**Reading text:**
------------

Re: Minimal logical decoding on standbys - Mailing list pgsql-hackers

From Andres Freund
Subject Re: Minimal logical decoding on standbys
Date
Msg-id 20230407075009.igg7be27ha2htkbt@awork3.anarazel.de
Whole thread Raw
In response to Re: Minimal logical decoding on standbys  ("Drouvot, Bertrand" <bertranddrouvot.pg@gmail.com>)
Responses Re: Minimal logical decoding on standbys  ("Drouvot, Bertrand" <bertranddrouvot.pg@gmail.com>)
List pgsql-hackers
Hi,

On 2023-04-07 08:09:50 +0200, Drouvot, Bertrand wrote:
> Hi,
>
> On 4/7/23 7:56 AM, Andres Freund wrote:
> > Hi,
> >
> > On 2023-04-07 07:02:04 +0200, Drouvot, Bertrand wrote:
> > > Done in V63 attached and did change the associated comment a bit.
> >
> > Can you send your changes incrementally, relative to V62? I'm polishing them
> > right now, and that'd make it a lot easier to apply your changes ontop.
> >
>
> Sure, please find them enclosed.

Thanks.


Here's my current working state - I'll go to bed soon.

Changes:

- shared catalog relations weren't handled correctly, because the dboid is
  InvalidOid for them. I wrote a test for that as well.

- ReplicationSlotsComputeRequiredXmin() took invalidated logical slots into
  account (ReplicationSlotsComputeLogicalRestartLSN() too, but it never looks
  at logical slots)

------------

**Set task:** Continue the mailing-list message about logical decoding on standbys, picking up right after its final line.

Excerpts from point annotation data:
------------

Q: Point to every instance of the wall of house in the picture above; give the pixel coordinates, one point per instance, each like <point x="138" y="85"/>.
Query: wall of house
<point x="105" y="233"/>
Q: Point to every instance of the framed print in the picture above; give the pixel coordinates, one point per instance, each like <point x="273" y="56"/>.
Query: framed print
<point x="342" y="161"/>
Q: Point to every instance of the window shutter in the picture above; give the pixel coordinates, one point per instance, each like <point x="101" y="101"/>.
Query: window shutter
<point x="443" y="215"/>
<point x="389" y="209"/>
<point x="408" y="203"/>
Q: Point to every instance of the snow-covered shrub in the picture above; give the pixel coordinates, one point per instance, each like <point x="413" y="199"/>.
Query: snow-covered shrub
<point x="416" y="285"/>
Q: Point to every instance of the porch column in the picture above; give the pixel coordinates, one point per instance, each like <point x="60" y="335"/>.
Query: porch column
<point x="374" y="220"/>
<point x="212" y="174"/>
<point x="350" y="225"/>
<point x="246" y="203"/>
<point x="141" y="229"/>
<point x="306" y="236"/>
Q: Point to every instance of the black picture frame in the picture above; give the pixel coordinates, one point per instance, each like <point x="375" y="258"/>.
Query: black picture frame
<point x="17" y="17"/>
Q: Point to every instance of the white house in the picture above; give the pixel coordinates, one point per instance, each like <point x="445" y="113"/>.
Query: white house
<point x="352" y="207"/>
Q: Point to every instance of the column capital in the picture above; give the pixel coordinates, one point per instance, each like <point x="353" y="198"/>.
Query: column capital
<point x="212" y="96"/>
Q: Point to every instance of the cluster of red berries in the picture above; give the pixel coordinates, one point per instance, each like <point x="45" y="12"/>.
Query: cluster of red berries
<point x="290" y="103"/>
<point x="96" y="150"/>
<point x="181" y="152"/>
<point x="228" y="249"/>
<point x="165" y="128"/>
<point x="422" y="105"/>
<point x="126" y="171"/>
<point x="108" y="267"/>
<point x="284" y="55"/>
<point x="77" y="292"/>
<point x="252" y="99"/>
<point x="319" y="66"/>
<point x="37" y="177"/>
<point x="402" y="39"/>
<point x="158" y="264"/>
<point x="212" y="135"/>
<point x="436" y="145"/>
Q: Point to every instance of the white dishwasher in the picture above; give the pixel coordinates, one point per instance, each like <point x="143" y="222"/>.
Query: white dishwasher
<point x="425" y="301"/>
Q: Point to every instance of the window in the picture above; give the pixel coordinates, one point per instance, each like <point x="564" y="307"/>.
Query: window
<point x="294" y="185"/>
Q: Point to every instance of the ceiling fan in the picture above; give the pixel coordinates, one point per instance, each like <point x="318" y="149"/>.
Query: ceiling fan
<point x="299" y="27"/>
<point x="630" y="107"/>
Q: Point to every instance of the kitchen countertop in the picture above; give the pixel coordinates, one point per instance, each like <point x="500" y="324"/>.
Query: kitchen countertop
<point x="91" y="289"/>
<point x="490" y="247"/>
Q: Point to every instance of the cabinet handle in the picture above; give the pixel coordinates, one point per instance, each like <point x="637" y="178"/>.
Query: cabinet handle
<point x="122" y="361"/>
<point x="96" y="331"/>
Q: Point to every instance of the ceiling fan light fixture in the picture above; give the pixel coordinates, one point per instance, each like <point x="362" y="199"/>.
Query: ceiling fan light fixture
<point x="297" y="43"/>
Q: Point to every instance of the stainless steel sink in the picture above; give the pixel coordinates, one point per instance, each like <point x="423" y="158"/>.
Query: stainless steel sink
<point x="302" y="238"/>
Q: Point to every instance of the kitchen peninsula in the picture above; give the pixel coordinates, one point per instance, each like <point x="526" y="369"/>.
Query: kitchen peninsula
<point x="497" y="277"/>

------------

**Response to this task:**
- I don't think the subset of slot xids that were checked when invalidating
  was right. We need to check effective_xmin and effective_catalog_xmin - the
  latter was using catalog_xmin.

- similarly, it wasn't right that specifically those two fields were
  overwritten when invalidated - as that was done, I suspect the changes might
  get lost on a restart...

- As mentioned previously, I did not like all the functions in slot.h, nor
  their naming. Not yet quite finished with that, but a good bit further

- There were a lot of unrelated changes, e.g. removing comments like
 * NB - this runs as part of checkpoint, so avoid raising errors if possible.

- I still don't like the order of the patches, fixing the walsender patches
  after introducing support for logical decoding on standby. Reordered.

- I don't think logical slots being invalidated as checked e.g. in
  pg_logical_replication_slot_advance()

- I didn't like much that InvalidatePossiblyObsoleteSlot() switched between
  kill() and SendProcSignal() based on the "conflict". There very well could
  be reasons to use InvalidatePossiblyObsoleteSlot() with an xid from outside
  of the startup process in the future. Instead I made it differentiate based
  on MyBackendType == B_STARTUP.


I also:

Added new patch that replaces invalidated_at with a new enum, 'invalidated',
listing the reason for the invalidation. I added a check for !invalidated to
ReplicationSlotsComputeRequiredLSN() etc.

Added new patch moving checks for invalid logical slots into
CreateDecodingContext(). Otherwise we end up with 5 or so checks, which makes
no sense. As far as I can tell the old message in
pg_logical_slot_get_changes_guts() was bogus, one couldn't get there having
"never previously reserved WAL"

Split "Handle logical slot conflicts on standby." into two. I'm not sure that
should stay that way, but it made it easier to hack on
InvalidateObsoleteReplicationSlots.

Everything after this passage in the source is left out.